## [WORK INSTRUCTIONS]
Print exactly, and only, the lines running from the line containing "Detect parked car." through the end of the records below.

Saved data entries
-- Opening Marker --

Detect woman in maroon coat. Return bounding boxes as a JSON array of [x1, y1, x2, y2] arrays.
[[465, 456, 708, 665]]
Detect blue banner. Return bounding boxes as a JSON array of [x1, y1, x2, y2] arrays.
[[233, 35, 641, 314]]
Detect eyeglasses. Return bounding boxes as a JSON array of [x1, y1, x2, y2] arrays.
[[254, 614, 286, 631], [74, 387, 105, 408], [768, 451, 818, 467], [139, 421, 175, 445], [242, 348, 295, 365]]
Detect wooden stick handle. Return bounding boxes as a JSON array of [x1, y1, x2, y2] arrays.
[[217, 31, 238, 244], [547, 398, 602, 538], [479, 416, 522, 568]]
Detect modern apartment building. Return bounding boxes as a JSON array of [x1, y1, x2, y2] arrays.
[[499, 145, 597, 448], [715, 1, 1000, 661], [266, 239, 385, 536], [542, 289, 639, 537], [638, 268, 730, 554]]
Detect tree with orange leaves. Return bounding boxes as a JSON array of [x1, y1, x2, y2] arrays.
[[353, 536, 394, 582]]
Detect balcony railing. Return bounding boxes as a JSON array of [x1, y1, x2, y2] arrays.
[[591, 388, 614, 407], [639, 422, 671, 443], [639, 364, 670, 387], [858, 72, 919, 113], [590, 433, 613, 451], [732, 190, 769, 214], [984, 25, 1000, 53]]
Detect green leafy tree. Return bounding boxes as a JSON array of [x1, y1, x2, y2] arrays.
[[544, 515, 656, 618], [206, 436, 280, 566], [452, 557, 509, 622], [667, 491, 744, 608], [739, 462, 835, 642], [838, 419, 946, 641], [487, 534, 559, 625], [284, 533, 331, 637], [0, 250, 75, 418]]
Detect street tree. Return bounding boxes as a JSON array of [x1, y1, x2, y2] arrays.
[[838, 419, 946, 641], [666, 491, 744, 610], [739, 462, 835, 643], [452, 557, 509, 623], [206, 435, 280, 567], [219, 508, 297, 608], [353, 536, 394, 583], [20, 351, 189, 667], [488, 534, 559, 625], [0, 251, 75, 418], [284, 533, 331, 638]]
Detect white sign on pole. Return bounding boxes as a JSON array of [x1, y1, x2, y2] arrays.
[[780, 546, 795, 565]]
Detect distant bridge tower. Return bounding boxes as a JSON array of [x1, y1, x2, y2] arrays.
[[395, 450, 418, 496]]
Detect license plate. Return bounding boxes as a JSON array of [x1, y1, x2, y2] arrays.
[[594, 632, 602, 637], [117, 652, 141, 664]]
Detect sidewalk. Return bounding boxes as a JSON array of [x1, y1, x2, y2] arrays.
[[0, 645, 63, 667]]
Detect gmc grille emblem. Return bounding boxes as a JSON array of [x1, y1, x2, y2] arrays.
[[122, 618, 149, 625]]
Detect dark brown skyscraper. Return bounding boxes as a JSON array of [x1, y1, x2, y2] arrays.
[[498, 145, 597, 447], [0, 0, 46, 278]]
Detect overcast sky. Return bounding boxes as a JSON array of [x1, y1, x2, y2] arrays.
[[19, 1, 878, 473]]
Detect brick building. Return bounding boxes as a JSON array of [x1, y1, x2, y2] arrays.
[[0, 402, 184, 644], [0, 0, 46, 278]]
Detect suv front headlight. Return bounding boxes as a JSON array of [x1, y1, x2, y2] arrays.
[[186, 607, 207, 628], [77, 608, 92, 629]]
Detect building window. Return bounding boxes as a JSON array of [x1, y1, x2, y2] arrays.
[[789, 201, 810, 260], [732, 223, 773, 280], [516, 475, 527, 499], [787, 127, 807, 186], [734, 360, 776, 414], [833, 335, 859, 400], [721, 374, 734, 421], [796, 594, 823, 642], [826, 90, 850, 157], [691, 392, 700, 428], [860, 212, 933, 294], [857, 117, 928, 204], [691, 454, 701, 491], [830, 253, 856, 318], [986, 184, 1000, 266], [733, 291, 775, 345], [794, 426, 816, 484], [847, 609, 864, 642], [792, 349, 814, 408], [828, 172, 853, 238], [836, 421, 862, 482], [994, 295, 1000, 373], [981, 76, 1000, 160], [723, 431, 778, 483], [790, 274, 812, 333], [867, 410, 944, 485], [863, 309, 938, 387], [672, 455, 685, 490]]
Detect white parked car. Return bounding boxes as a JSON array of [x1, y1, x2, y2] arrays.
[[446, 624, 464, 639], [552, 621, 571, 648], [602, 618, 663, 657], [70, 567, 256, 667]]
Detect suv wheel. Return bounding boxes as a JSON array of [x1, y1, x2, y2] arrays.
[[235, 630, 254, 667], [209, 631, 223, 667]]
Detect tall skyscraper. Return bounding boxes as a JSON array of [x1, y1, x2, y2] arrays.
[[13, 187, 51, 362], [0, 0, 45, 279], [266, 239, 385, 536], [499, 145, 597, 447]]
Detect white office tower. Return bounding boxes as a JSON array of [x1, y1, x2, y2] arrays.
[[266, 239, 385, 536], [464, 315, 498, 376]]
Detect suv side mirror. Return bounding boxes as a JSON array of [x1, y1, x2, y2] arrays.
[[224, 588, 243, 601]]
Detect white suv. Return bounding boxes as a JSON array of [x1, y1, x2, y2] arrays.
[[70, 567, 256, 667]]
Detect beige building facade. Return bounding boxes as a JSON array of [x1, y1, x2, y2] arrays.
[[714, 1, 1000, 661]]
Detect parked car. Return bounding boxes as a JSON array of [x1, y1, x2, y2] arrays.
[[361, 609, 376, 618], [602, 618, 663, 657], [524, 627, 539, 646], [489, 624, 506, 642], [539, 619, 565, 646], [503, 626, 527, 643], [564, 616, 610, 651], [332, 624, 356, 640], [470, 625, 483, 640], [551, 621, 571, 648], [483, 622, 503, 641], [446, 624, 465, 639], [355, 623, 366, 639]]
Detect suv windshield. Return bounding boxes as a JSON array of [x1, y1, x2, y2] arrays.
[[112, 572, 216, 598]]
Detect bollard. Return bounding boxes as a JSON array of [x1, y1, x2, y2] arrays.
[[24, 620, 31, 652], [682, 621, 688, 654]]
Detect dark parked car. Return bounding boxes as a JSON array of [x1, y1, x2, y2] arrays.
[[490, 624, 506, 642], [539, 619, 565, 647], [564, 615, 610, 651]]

-- Closing Marker --

## [OUTPUT OF THE EXERCISE]
Detect parked car. Return bounding boxes as a JSON array of [x1, y1, x2, y2] arrays.
[[361, 609, 376, 618], [602, 618, 663, 657], [524, 627, 539, 646], [489, 624, 506, 642], [539, 619, 565, 646], [503, 626, 527, 643], [564, 616, 610, 651], [332, 624, 356, 640], [470, 625, 483, 640], [551, 621, 571, 648], [483, 622, 503, 641], [446, 624, 465, 639], [355, 623, 366, 639]]
Detect suv windshield. Return bounding boxes as a JSON array of [x1, y1, x2, y2] arrays.
[[112, 572, 216, 598]]
Detect bollard. Return bounding boxes as a JSON array of [x1, y1, x2, y2] arrays.
[[24, 620, 31, 652], [682, 621, 688, 654]]
Detect dark parked car. Return bounding boxes as a JSON array of [x1, y1, x2, y2] arrays.
[[490, 624, 506, 642], [539, 619, 565, 647], [564, 615, 610, 651]]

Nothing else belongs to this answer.